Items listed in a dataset
◆ ◆ ◆ ◆ ◆ ◆ ◆
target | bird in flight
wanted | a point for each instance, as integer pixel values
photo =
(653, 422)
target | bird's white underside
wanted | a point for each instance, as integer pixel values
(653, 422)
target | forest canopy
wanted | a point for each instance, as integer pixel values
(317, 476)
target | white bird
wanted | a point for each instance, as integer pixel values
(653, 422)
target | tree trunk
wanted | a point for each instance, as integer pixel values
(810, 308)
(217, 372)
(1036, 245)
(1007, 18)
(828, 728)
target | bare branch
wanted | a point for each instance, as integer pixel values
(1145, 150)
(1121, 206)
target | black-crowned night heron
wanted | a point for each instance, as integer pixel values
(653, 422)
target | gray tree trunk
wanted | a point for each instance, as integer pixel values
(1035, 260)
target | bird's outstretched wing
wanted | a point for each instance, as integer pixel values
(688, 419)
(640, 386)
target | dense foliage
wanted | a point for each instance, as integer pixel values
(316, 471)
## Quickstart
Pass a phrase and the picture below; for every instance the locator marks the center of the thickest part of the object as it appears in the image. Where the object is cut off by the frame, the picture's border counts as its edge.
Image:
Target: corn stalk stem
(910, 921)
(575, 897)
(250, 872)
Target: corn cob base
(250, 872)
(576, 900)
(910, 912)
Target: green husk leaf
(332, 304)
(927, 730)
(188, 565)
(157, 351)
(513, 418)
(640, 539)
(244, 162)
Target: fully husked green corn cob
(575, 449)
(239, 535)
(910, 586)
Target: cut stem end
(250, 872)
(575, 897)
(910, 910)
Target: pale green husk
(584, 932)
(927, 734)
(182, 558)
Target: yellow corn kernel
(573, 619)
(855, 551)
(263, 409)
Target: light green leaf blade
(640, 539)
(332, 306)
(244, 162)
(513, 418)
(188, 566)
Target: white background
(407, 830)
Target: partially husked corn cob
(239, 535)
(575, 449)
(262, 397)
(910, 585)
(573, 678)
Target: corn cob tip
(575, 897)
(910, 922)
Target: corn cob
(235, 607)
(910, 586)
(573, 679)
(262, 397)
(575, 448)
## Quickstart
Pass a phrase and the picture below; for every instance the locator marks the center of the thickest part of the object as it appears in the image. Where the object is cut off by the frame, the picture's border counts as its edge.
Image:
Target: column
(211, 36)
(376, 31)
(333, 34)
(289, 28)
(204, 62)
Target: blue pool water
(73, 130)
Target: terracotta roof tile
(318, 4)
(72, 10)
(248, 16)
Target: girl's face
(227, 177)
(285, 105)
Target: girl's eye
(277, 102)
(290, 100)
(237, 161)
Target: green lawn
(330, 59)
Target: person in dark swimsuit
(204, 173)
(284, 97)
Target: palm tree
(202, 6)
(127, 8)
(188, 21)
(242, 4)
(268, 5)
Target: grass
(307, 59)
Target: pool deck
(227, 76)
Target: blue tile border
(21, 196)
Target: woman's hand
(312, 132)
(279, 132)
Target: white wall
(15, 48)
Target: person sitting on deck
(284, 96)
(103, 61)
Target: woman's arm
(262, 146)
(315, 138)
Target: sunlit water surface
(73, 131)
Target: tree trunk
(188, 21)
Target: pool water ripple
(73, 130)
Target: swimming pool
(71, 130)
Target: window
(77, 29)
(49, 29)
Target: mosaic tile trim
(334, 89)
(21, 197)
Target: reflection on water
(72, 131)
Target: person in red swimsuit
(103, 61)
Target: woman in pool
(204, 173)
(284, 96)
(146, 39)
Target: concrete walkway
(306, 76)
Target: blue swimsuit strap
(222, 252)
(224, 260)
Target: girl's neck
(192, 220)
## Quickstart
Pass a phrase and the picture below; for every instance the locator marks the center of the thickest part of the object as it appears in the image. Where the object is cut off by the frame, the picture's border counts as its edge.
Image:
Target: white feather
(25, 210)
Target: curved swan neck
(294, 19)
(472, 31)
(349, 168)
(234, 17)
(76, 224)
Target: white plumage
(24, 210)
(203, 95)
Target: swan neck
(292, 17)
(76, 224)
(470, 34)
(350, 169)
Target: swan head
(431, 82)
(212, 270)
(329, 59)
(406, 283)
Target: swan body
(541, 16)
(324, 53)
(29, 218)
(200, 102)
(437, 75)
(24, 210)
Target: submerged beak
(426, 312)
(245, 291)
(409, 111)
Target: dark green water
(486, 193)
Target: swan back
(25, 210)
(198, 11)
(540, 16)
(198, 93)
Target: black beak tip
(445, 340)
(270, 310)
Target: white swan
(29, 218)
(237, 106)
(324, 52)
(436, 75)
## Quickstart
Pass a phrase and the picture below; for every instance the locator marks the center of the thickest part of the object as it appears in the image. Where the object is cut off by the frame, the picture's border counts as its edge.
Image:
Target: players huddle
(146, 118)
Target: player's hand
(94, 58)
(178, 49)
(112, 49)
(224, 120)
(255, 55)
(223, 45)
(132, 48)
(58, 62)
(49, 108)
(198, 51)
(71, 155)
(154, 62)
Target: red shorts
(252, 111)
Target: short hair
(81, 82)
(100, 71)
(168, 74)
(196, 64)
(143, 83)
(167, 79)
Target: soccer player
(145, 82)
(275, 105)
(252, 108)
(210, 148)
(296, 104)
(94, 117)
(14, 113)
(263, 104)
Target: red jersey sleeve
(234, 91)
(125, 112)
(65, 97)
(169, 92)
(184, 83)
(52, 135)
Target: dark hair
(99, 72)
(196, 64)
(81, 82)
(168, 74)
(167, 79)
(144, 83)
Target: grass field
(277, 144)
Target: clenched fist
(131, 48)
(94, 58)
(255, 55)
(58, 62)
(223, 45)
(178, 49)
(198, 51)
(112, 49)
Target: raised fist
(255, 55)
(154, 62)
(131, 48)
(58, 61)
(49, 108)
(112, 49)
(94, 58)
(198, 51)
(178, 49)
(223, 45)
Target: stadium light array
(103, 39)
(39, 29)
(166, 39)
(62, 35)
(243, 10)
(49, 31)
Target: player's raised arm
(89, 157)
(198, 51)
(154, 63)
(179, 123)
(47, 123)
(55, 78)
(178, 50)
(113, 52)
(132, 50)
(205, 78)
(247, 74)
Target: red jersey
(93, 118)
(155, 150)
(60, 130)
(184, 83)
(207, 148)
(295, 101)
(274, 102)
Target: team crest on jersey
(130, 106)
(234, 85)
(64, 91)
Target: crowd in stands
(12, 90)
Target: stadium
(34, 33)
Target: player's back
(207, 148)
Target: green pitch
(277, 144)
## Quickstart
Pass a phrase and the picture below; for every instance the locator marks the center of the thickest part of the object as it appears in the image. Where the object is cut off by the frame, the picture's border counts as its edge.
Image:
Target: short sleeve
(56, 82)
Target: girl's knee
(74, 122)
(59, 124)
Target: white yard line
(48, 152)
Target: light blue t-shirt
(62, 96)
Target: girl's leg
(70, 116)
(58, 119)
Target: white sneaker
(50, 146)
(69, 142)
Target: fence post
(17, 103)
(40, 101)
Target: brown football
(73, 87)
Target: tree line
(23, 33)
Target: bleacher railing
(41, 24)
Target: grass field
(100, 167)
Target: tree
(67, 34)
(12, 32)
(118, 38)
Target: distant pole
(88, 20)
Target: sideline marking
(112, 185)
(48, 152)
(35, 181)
◆ ◆ ◆ ◆ ◆ ◆ ◆
Exercise goal: Only the lines from the one containing "Target: girl's leg" through the final line above should be duplicated, exactly as they stand.

Reply:
Target: girl's leg
(70, 116)
(58, 119)
Target: white sneaker
(50, 146)
(69, 142)
Target: fence post
(17, 103)
(40, 101)
Target: brown football
(73, 87)
Target: tree line
(23, 33)
Target: bleacher railing
(41, 24)
Target: grass field
(100, 167)
Target: tree
(67, 34)
(12, 32)
(118, 38)
Target: distant pole
(88, 20)
Target: sideline marking
(112, 185)
(48, 152)
(35, 181)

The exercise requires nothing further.